◆ **Description of the task**
Write every line of the rows below as one string in a JSON list, in their original order. Leave out any blank lines.

* start Recorded information *

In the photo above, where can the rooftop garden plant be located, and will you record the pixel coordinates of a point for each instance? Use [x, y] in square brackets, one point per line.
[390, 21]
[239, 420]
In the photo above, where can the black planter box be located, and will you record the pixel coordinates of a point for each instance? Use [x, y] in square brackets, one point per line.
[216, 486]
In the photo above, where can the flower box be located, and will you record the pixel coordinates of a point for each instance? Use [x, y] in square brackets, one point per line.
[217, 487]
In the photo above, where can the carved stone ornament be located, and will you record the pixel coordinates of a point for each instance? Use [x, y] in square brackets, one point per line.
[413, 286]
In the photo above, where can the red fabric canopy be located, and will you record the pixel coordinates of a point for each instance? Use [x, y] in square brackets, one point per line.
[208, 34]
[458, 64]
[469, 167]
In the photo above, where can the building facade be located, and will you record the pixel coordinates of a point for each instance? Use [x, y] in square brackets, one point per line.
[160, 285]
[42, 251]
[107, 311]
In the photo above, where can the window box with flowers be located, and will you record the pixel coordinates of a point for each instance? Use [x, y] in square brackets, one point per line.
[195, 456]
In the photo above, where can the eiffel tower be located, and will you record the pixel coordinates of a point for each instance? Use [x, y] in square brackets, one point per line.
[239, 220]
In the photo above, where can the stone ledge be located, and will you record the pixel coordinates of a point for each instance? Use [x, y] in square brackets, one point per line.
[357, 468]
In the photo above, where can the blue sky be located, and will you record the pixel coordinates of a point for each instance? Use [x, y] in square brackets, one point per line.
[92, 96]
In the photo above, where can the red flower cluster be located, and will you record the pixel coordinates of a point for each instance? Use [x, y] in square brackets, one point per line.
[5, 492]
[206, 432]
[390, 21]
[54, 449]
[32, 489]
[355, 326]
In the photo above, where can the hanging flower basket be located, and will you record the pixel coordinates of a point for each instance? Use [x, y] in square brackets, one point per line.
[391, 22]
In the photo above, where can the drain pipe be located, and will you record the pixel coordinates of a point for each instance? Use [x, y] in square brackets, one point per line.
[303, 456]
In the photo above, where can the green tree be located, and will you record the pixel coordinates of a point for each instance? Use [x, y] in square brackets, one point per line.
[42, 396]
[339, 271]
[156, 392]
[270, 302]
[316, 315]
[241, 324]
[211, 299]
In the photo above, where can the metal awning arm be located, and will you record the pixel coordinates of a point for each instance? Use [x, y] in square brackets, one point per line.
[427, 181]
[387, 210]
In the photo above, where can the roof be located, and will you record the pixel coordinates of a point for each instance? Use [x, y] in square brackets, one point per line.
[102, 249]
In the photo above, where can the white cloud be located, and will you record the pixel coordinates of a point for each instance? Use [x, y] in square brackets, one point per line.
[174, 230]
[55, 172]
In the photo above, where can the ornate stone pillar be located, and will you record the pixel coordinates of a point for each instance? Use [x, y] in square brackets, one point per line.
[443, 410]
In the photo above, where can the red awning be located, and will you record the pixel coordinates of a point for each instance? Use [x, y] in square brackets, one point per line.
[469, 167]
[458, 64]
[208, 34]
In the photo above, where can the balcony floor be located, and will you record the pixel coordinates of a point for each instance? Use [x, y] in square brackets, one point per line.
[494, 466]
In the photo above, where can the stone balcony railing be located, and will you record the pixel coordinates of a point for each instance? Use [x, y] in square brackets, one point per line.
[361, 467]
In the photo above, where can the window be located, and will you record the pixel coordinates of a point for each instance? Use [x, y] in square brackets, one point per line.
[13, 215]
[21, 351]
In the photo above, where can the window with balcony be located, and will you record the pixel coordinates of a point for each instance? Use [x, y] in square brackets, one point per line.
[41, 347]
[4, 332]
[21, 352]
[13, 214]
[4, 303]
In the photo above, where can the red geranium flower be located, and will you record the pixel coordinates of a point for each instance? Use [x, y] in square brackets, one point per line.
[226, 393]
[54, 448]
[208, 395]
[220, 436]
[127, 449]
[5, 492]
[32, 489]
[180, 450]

* end Recorded information *

◆ **Solution to this task**
[
  "In the photo above, where can the rooftop garden plant be located, and will you record the pixel coordinates of a point for each instance? Use [x, y] in square brackets, one point per line.",
  "[390, 21]",
  "[239, 420]",
  "In the photo above, where can the black planter box be located, and will you record the pixel coordinates of a point for each instance? Use [x, y] in square brackets, one point per line.",
  "[216, 486]",
  "In the photo above, where can the flower box be located, and will you record the pixel coordinates of a point for each instance? Use [x, y] in square brackets, one point per line.",
  "[217, 487]",
  "In the photo above, where can the carved stone ornament be located, and will you record the pixel coordinates of a point for each instance? Use [x, y] in square brackets, one point per line.",
  "[413, 286]",
  "In the photo above, where can the red fabric canopy be located, and will you record the pixel coordinates of a point for each instance? Use [x, y] in square brackets, one point per line.",
  "[208, 34]",
  "[458, 64]",
  "[469, 167]",
  "In the photo above, where can the building facade be located, and will you record the pixel coordinates of a point for each instance? Use [x, y] in square brackets, one point per line.",
  "[160, 285]",
  "[42, 251]",
  "[107, 311]",
  "In the photo above, where can the window box with flowers be located, and will you record the pixel coordinates of a point for each instance? Use [x, y] in square brackets, one point per line.",
  "[195, 456]",
  "In the photo above, where can the eiffel tower be located, and will you record the pixel coordinates of a point for each instance? Use [x, y] in square brackets, one point per line.",
  "[239, 220]",
  "In the photo above, where can the stone ledge be located, and will you record the pixel coordinates of a point for each instance? Use [x, y] in square brackets, one point per line.",
  "[357, 468]",
  "In the photo above, where can the blue sky be located, and will you record the pixel coordinates of a point for each instance? Use [x, y] in square brackets, one point per line.",
  "[92, 96]",
  "In the photo above, where can the red flower cluster be located, and will you record the pixel coordinates of a point for each instance? Use [x, y] in square brackets, one point per line.",
  "[5, 492]",
  "[206, 432]",
  "[390, 21]",
  "[54, 449]",
  "[32, 489]",
  "[355, 326]",
  "In the photo above, where can the hanging flower basket be located, and will you record the pixel coordinates of a point for each instance? Use [x, y] in square brackets, one point per line.",
  "[391, 22]",
  "In the photo above, where can the drain pipe be located, and will you record the pixel coordinates of a point for each instance? Use [x, y] in square brackets, one point per line.",
  "[303, 456]",
  "In the photo above, where can the green tree be located, and will you record the pixel coordinates of a point for each instance? Use [x, y] in square brackets, one point per line.",
  "[42, 396]",
  "[339, 271]",
  "[156, 392]",
  "[270, 302]",
  "[316, 315]",
  "[241, 324]",
  "[211, 299]",
  "In the photo above, where can the metal awning arm be located, and will you record the pixel coordinates of a point for each instance? Use [x, y] in square brackets, one point per line.",
  "[427, 181]",
  "[387, 210]",
  "In the photo above, where can the roof be located, and will you record the pixel coordinates of a point for each instance? Use [x, y] in square brackets, one point per line.",
  "[102, 249]",
  "In the photo above, where can the white cloud be located, and will you record the pixel coordinates of a point for each instance? Use [x, y] in square brackets, one point per line.",
  "[174, 230]",
  "[55, 172]",
  "In the photo above, where can the ornate stone pillar be located, and will you record the pixel coordinates of a point for each instance? Use [x, y] in square brackets, one point per line.",
  "[443, 410]",
  "In the photo above, where can the red awning be located, and will you record the pixel coordinates of a point for each instance? Use [x, y] in square brackets, one point per line.",
  "[469, 167]",
  "[458, 64]",
  "[208, 34]",
  "In the photo above, where can the balcony floor be located, and will you record the pixel coordinates of a point for each instance? Use [x, y] in square brackets, one point per line.",
  "[494, 466]",
  "In the photo above, where can the stone balcony railing be located, and will you record the pixel coordinates of a point for each instance? Use [x, y] in square brackets, one point per line.",
  "[361, 467]",
  "In the photo above, where can the window be located, and will you record the pixel coordinates of a point for each instance? Use [x, y] in square brackets, one point per line.",
  "[13, 215]",
  "[21, 351]",
  "In the photo above, where can the window with balcony be located, and will you record the pixel coordinates of a point for each instance? Use [x, y] in square brackets, one point per line.",
  "[41, 347]",
  "[4, 332]",
  "[21, 352]",
  "[13, 214]",
  "[4, 303]",
  "In the photo above, where can the red geranium flower be located, and will you record the pixel coordinates of a point for each instance? Use [x, y] in square brackets, one point per line.",
  "[226, 393]",
  "[54, 448]",
  "[208, 395]",
  "[220, 436]",
  "[127, 449]",
  "[5, 492]",
  "[32, 489]",
  "[180, 450]"
]